▶ [AIM OF THE EXERCISE]:
Answer these questions from the text on the Oklahoma Medical Research Foundation's wind turbines.
(a) Which company installed the turbines, and where is it based?
(b) How tall is the research tower the turbines sit on?
(c) According to Sheryl Rood, how do these turbines compare with windmill-type turbines?

▶ [SOURCE DOCUMENT]:

----------

Oklahoma Medical Research wind turbinesThe Oklahoma Medical Research Foundation (OMRF) is doing its part to help reduce heavy use of electricity. The facility hired SWG Energy Inc. out of Dallas,TX, to install 18 vertical axis wind turbines on top of their 130 foot tall research tower. The 18 turbines are installed in three parallel rows and have a specially designed hood mounted over them.

“One of the reasons we chose these particular turbines is because they are designed to generate less noise and vibration than windmill-type turbines,” said engineer and consultant Sheryl Rood. “But before we went ahead with the entire installation, we wanted to test for ourselves.”

----------

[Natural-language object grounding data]
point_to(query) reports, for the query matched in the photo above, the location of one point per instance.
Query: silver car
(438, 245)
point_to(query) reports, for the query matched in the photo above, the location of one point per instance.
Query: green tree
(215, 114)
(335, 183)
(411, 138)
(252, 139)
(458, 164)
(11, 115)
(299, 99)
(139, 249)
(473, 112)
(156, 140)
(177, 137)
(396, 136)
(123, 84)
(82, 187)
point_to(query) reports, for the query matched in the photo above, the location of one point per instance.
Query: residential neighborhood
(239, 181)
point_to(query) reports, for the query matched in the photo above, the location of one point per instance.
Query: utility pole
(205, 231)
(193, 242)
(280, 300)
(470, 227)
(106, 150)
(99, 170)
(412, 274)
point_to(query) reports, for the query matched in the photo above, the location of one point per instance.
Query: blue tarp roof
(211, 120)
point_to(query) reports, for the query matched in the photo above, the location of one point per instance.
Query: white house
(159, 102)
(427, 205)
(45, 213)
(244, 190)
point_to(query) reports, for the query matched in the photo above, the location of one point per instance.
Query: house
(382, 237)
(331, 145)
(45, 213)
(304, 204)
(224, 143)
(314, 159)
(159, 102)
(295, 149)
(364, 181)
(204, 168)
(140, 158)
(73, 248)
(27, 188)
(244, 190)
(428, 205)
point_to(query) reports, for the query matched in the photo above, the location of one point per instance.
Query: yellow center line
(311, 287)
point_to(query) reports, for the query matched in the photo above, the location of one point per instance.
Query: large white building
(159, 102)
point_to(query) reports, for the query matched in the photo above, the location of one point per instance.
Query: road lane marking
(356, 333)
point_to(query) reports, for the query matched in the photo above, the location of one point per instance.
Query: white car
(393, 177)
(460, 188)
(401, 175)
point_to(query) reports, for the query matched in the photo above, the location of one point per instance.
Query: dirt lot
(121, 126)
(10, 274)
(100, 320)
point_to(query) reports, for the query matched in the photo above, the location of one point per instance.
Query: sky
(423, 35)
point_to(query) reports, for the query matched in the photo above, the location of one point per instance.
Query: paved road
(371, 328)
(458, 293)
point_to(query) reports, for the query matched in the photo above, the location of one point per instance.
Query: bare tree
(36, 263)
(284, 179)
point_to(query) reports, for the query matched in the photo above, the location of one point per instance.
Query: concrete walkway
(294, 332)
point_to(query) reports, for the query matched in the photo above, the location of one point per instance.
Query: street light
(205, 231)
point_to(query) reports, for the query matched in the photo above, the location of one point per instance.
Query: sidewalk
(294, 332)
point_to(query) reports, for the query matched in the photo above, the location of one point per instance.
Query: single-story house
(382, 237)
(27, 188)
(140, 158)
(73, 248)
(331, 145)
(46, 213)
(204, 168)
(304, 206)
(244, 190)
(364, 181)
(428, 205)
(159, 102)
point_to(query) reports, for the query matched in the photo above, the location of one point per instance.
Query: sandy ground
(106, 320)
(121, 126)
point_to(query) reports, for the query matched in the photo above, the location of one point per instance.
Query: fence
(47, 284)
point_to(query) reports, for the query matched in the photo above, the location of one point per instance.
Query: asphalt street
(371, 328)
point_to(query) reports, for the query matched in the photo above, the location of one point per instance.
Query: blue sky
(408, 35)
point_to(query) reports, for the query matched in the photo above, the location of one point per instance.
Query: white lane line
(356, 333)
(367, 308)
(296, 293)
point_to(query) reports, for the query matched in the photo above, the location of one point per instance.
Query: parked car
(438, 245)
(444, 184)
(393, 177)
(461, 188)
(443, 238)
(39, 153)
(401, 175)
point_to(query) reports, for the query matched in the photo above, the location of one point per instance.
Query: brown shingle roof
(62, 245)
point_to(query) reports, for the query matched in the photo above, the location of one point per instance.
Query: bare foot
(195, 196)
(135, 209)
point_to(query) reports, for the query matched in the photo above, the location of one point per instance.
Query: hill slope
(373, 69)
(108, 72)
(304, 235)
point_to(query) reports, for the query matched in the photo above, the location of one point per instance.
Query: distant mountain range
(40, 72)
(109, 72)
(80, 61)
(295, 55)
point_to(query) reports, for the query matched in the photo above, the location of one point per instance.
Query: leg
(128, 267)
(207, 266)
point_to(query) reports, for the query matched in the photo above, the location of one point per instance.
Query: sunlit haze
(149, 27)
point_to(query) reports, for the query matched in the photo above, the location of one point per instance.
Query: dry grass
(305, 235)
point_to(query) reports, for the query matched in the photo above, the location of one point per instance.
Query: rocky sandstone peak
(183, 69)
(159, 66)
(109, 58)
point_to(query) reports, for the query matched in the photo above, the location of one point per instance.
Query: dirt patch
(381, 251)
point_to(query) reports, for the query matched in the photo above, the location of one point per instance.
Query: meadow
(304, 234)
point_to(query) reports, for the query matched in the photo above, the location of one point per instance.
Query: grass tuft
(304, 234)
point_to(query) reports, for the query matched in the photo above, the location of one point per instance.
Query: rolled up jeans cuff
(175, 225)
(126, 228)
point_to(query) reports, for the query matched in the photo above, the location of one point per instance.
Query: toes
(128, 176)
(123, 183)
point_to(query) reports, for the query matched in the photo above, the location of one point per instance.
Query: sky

----------

▶ [RESULT OF THE TASK]:
(a) SWG Energy Inc., based in Dallas, TX.
(b) 130 feet tall.
(c) They are designed to generate less noise and vibration than windmill-type turbines.